## Source excerpt
Facts concerning application to extend validity of the writ

  1. The important relevant facts can be summarised chronologically as follows:

30 July 2009:

Issue of generally indorsed writ against 13 defendants.

30 July 2010:

Mr Slaveski filed an ex parte summons pursuant to r 5.12(2) and 5.1(3) of the Supreme Court (General Civil Procedures) Rules 2005 seeking an order to extend the period of validity of the writ.

16 August 2010:

Mr Slaveski appeared in person at which time the issue of whether he needed a litigation guardian was raised before the Court.  The hearing was adjourned to 29 September 2010.  Orders were made that Mr Slaveski was to file a statement of claim by 3 December 2010 and the application to extend the period of validity was adjourned.

14 February 2011:

Mr Slaveski filed a statement of claim naming 19 defendants.

8 April 2011:

Mr Slaveski filed a second statement of claim naming 19 defendants.

29 March 2011:

Orders were made that Mr Slaveski serve the summons dated 30 July 2010 on all prospective defendants and that the prospective defendants may file and serve any written submissions by 27 April 2011.

  1. Mr Slaveski informed the Court that he was unable to serve the 12th, 13th and 14th defendants.  Mr Slaveski deposes that he was unable to serve the 12th defendant as the 12th defendant was on leave and the 13th and 14th defendants on the basis that they were no longer members of the Victoria Police Force and that the solicitors acting for the State of Victoria did not have instructions to accept service on their behalf and that he did not know their last known address.  The 7th defendant provided written submissions to the Court but did not appear. I have not relied upon those written submissions.

## Data section
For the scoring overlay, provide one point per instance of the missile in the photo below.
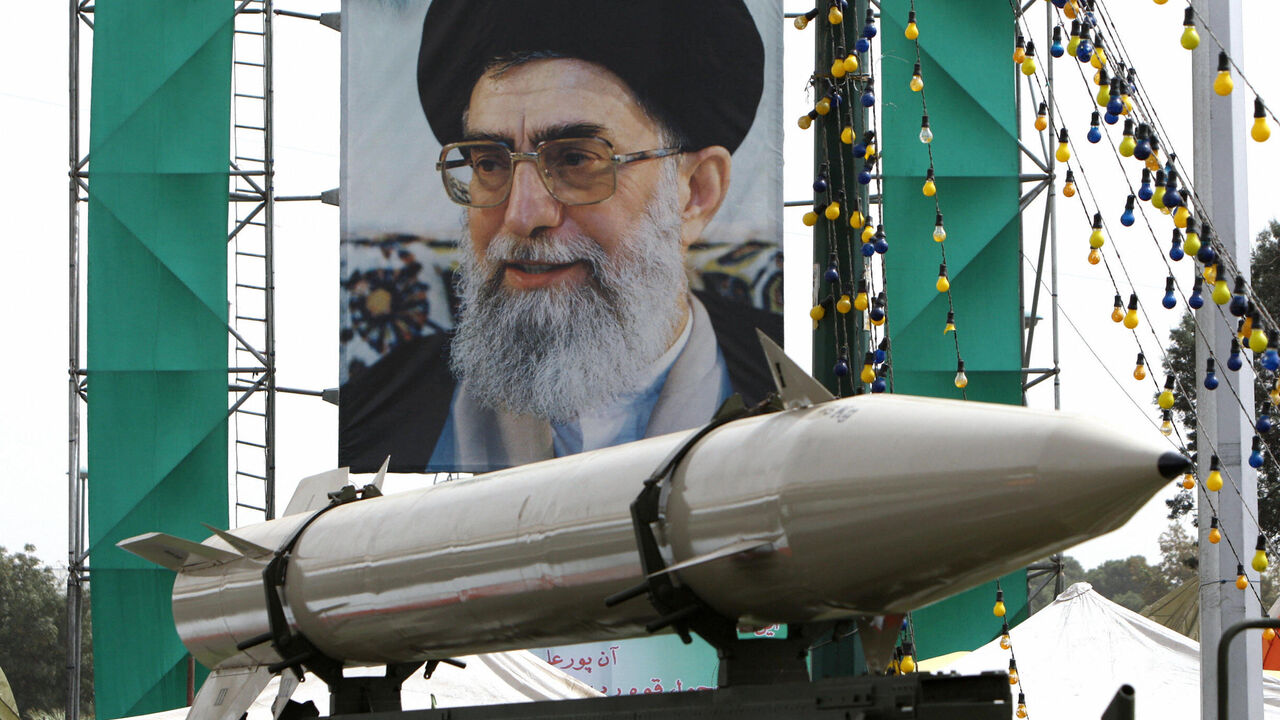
(822, 510)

## Written instruction 1
Using the writ-extension excerpt, decide whether each statement agrees with it, answering yes or no and quoting the deciding words: (a) The writ issued on 30 July 2009 was against 13 defendants. (b) The statement of claim filed on 14 February 2011 named 13 defendants. (c) The 7th defendant appeared before the Court.
## Written instruction 2
Duplicate the writ-extension excerpt from "Mr Slaveski filed an" to "of the writ.".
None of the data is needed here.

## Result 1
(a) Yes: "Issue of generally indorsed writ against 13 defendants."
(b) No: "Mr Slaveski filed a statement of claim naming 19 defendants."
(c) No: "The 7th defendant provided written submissions to the Court but did not appear."

## Result 2
Mr Slaveski filed an ex parte summons pursuant to r 5.12(2) and 5.1(3) of the Supreme Court (General Civil Procedures) Rules 2005 seeking an order to extend the period of validity of the writ.